Please present each line of the data below as a Markdown table with two columns, Row and Line. Number the rows and skip any blank lines.

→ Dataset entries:

────────────────

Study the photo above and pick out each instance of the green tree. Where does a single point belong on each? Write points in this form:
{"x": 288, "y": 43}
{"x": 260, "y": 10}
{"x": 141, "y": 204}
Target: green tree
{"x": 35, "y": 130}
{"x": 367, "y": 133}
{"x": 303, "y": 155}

────────────────

→ EXERCISE RESPONSE:
| Row | Line |
|---|---|
| 1 | Study the photo above and pick out each instance of the green tree. Where does a single point belong on each? Write points in this form: |
| 2 | {"x": 288, "y": 43} |
| 3 | {"x": 260, "y": 10} |
| 4 | {"x": 141, "y": 204} |
| 5 | Target: green tree |
| 6 | {"x": 35, "y": 130} |
| 7 | {"x": 367, "y": 133} |
| 8 | {"x": 303, "y": 155} |